Convert the lines below into a Markdown table with two columns, Row and Line. Number each row and leave out any blank lines.

◆ **Location identification items**

------------

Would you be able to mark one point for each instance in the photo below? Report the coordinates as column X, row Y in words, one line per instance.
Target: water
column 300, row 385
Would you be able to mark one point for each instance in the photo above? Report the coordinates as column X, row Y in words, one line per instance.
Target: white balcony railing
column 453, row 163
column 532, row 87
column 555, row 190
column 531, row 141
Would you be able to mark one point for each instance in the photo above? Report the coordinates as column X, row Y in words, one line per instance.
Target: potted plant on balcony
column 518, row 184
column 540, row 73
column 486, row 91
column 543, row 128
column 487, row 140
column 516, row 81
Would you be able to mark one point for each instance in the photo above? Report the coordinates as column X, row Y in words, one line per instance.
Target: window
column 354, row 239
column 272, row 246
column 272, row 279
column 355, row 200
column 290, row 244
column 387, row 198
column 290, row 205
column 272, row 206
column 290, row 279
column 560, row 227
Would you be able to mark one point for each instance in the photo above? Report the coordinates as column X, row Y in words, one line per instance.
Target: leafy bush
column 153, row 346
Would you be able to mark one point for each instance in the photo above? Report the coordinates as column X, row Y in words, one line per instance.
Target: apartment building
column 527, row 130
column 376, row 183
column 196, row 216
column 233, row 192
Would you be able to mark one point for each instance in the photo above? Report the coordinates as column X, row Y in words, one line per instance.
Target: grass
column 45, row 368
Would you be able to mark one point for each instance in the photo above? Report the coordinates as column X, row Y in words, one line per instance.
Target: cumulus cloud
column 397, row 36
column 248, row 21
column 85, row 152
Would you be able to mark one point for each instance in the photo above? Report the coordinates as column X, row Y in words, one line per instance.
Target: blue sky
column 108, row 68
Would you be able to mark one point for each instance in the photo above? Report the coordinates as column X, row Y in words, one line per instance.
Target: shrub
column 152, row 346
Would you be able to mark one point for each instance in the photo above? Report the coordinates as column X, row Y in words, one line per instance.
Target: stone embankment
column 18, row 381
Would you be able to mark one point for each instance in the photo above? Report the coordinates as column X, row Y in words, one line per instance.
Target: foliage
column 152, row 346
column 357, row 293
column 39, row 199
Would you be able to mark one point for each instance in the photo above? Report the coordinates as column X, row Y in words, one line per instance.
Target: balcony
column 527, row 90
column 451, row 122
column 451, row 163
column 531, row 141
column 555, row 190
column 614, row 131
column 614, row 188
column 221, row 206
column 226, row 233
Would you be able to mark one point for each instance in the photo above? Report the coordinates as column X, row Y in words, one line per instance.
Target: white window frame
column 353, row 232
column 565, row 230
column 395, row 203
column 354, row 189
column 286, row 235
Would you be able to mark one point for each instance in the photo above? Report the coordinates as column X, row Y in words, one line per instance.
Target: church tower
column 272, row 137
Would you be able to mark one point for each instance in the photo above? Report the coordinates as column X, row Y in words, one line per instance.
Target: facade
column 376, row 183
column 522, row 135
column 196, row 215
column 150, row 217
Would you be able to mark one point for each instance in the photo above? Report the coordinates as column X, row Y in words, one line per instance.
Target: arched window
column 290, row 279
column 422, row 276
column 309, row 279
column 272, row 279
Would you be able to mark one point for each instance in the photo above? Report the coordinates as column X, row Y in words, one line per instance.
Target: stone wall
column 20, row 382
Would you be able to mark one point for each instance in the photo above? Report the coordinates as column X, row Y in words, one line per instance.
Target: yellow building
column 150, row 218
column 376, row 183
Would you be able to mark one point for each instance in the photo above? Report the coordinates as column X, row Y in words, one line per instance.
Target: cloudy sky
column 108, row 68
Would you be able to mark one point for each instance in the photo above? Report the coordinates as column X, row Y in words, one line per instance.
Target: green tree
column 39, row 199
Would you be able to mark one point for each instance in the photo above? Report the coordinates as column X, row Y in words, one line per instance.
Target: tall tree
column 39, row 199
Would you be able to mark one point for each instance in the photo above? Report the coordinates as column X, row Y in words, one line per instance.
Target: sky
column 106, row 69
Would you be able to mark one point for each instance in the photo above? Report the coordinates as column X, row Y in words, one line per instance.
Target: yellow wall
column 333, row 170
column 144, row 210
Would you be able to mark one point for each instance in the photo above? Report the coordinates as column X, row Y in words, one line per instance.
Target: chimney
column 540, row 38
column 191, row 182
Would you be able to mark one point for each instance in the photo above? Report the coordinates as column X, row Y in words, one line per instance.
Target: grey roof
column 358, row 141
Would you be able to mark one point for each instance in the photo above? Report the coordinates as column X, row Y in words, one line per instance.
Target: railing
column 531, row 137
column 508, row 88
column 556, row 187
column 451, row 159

------------

◆ **Answer in full**
| Row | Line |
|---|---|
| 1 | Would you be able to mark one point for each instance in the photo below? Report the coordinates as column X, row Y in words, one line per instance. |
| 2 | Target: water |
| 3 | column 300, row 385 |
| 4 | Would you be able to mark one point for each instance in the photo above? Report the coordinates as column X, row Y in words, one line per instance. |
| 5 | Target: white balcony railing |
| 6 | column 453, row 163 |
| 7 | column 532, row 87 |
| 8 | column 555, row 190 |
| 9 | column 531, row 141 |
| 10 | Would you be able to mark one point for each instance in the photo above? Report the coordinates as column X, row Y in words, one line per instance. |
| 11 | Target: potted plant on balcony |
| 12 | column 518, row 184 |
| 13 | column 540, row 73 |
| 14 | column 486, row 91 |
| 15 | column 543, row 128 |
| 16 | column 487, row 140 |
| 17 | column 516, row 81 |
| 18 | Would you be able to mark one point for each instance in the photo above? Report the coordinates as column X, row Y in words, one line per instance. |
| 19 | Target: window |
| 20 | column 354, row 239 |
| 21 | column 272, row 246 |
| 22 | column 272, row 279 |
| 23 | column 355, row 200 |
| 24 | column 290, row 244 |
| 25 | column 387, row 198 |
| 26 | column 290, row 205 |
| 27 | column 272, row 206 |
| 28 | column 290, row 279 |
| 29 | column 560, row 227 |
| 30 | Would you be able to mark one point for each instance in the photo above? Report the coordinates as column X, row Y in words, one line per instance. |
| 31 | Target: leafy bush |
| 32 | column 153, row 346 |
| 33 | Would you be able to mark one point for each instance in the photo above? Report the coordinates as column X, row Y in words, one line per instance. |
| 34 | Target: apartment building |
| 35 | column 527, row 130 |
| 36 | column 376, row 183 |
| 37 | column 196, row 216 |
| 38 | column 233, row 192 |
| 39 | Would you be able to mark one point for each instance in the photo above? Report the coordinates as column X, row Y in words, one line per instance. |
| 40 | Target: grass |
| 41 | column 45, row 368 |
| 42 | Would you be able to mark one point for each instance in the photo above? Report the coordinates as column X, row Y in words, one line per instance. |
| 43 | Target: cumulus cloud |
| 44 | column 397, row 36 |
| 45 | column 248, row 21 |
| 46 | column 85, row 152 |
| 47 | Would you be able to mark one point for each instance in the photo above? Report the coordinates as column X, row Y in words, one line per instance. |
| 48 | Target: blue sky |
| 49 | column 108, row 68 |
| 50 | Would you be able to mark one point for each instance in the photo above? Report the coordinates as column X, row Y in words, one line per instance. |
| 51 | Target: shrub |
| 52 | column 152, row 346 |
| 53 | Would you be able to mark one point for each instance in the photo above? Report the coordinates as column X, row Y in words, one line per instance. |
| 54 | Target: stone embankment |
| 55 | column 18, row 381 |
| 56 | Would you be able to mark one point for each instance in the photo above? Report the coordinates as column X, row Y in words, one line per instance. |
| 57 | Target: foliage |
| 58 | column 152, row 346 |
| 59 | column 357, row 293 |
| 60 | column 39, row 199 |
| 61 | Would you be able to mark one point for each instance in the photo above? Report the coordinates as column X, row Y in words, one line per instance. |
| 62 | Target: balcony |
| 63 | column 527, row 90 |
| 64 | column 451, row 122 |
| 65 | column 451, row 163 |
| 66 | column 531, row 141 |
| 67 | column 555, row 190 |
| 68 | column 614, row 131 |
| 69 | column 614, row 188 |
| 70 | column 221, row 206 |
| 71 | column 226, row 233 |
| 72 | Would you be able to mark one point for each instance in the photo above? Report the coordinates as column X, row Y in words, one line per instance. |
| 73 | Target: white window frame |
| 74 | column 353, row 232 |
| 75 | column 565, row 230 |
| 76 | column 395, row 203 |
| 77 | column 354, row 189 |
| 78 | column 286, row 235 |
| 79 | Would you be able to mark one point for each instance in the photo above? Report the coordinates as column X, row Y in words, one line per instance. |
| 80 | Target: church tower |
| 81 | column 272, row 137 |
| 82 | Would you be able to mark one point for each instance in the photo above? Report the coordinates as column X, row Y in words, one line per instance. |
| 83 | Target: facade |
| 84 | column 376, row 183 |
| 85 | column 522, row 135 |
| 86 | column 196, row 215 |
| 87 | column 150, row 217 |
| 88 | Would you be able to mark one point for each instance in the photo above? Report the coordinates as column X, row Y in words, one line per instance. |
| 89 | Target: arched window |
| 90 | column 290, row 279 |
| 91 | column 422, row 276 |
| 92 | column 309, row 279 |
| 93 | column 272, row 279 |
| 94 | Would you be able to mark one point for each instance in the photo above? Report the coordinates as column X, row Y in words, one line per instance. |
| 95 | Target: stone wall |
| 96 | column 20, row 382 |
| 97 | Would you be able to mark one point for each instance in the photo above? Report the coordinates as column X, row Y in words, one line per instance. |
| 98 | Target: yellow building |
| 99 | column 150, row 218 |
| 100 | column 376, row 183 |
| 101 | Would you be able to mark one point for each instance in the photo above? Report the coordinates as column X, row Y in words, one line per instance. |
| 102 | Target: cloudy sky |
| 103 | column 108, row 68 |
| 104 | Would you be able to mark one point for each instance in the photo above? Report the coordinates as column X, row Y in words, one line per instance. |
| 105 | Target: green tree |
| 106 | column 39, row 199 |
| 107 | Would you be able to mark one point for each instance in the photo above? Report the coordinates as column X, row Y in words, one line per instance. |
| 108 | Target: tall tree |
| 109 | column 39, row 199 |
| 110 | Would you be able to mark one point for each instance in the photo above? Report the coordinates as column X, row Y in words, one line per instance. |
| 111 | Target: sky |
| 112 | column 106, row 69 |
| 113 | Would you be able to mark one point for each instance in the photo above? Report the coordinates as column X, row Y in words, one line per instance. |
| 114 | Target: yellow wall |
| 115 | column 333, row 170 |
| 116 | column 144, row 210 |
| 117 | Would you be able to mark one point for each instance in the photo above? Report the coordinates as column X, row Y in words, one line per instance. |
| 118 | Target: chimney |
| 119 | column 540, row 38 |
| 120 | column 191, row 182 |
| 121 | Would you be able to mark one point for each instance in the photo above? Report the coordinates as column X, row Y in words, one line per instance. |
| 122 | Target: grey roof |
| 123 | column 358, row 141 |
| 124 | Would you be able to mark one point for each instance in the photo above? Report the coordinates as column X, row Y in words, one line per instance. |
| 125 | Target: railing |
| 126 | column 531, row 137 |
| 127 | column 508, row 88 |
| 128 | column 556, row 187 |
| 129 | column 451, row 159 |